What you will do ▸
The answer should be the lines from the one with "Can you find the blue" through the final line of the entries, restated word for word.

Given records ▸
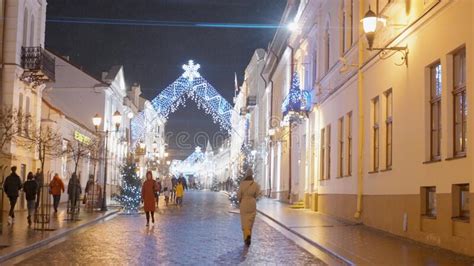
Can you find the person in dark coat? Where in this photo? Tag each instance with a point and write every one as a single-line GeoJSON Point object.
{"type": "Point", "coordinates": [12, 186]}
{"type": "Point", "coordinates": [30, 187]}
{"type": "Point", "coordinates": [148, 197]}
{"type": "Point", "coordinates": [39, 180]}
{"type": "Point", "coordinates": [74, 190]}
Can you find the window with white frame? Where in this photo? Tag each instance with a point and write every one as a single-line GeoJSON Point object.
{"type": "Point", "coordinates": [327, 48]}
{"type": "Point", "coordinates": [461, 204]}
{"type": "Point", "coordinates": [340, 149]}
{"type": "Point", "coordinates": [375, 134]}
{"type": "Point", "coordinates": [428, 202]}
{"type": "Point", "coordinates": [460, 103]}
{"type": "Point", "coordinates": [388, 128]}
{"type": "Point", "coordinates": [349, 143]}
{"type": "Point", "coordinates": [343, 27]}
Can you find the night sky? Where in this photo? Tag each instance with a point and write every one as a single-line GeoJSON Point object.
{"type": "Point", "coordinates": [152, 55]}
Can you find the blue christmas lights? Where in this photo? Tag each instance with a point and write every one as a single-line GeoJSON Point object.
{"type": "Point", "coordinates": [297, 101]}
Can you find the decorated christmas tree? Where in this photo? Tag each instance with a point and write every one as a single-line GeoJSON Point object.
{"type": "Point", "coordinates": [130, 190]}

Written reply ▸
Can you find the blue christmas lights? Where in this photo? Tag each instance with a point and write every one as a single-line GeoJSON Point object.
{"type": "Point", "coordinates": [297, 101]}
Can you find the decorated christmas tree? Where in this photo? Tag each instance with a point and write every one as a single-line GeoJSON Point object.
{"type": "Point", "coordinates": [130, 190]}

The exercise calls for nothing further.